(Region pointing data)
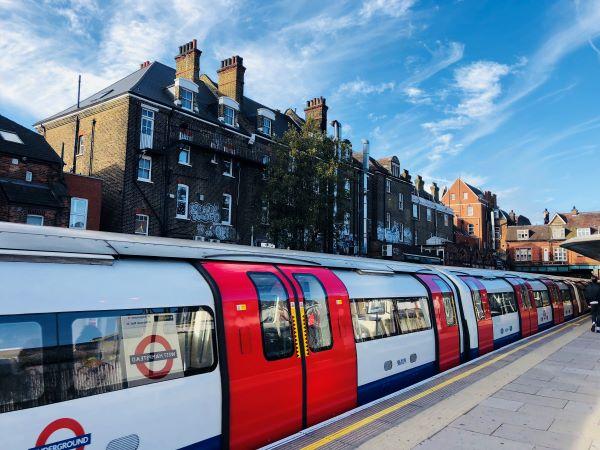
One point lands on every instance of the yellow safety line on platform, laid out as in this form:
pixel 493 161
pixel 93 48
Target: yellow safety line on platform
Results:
pixel 370 419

• [The task]: Above are the records; return them exactly, minus the pictures.

• [Task answer]:
One point lands on every instance of the yellow safety line on platform, laid out as in this form:
pixel 493 161
pixel 93 48
Target: yellow safety line on platform
Results:
pixel 370 419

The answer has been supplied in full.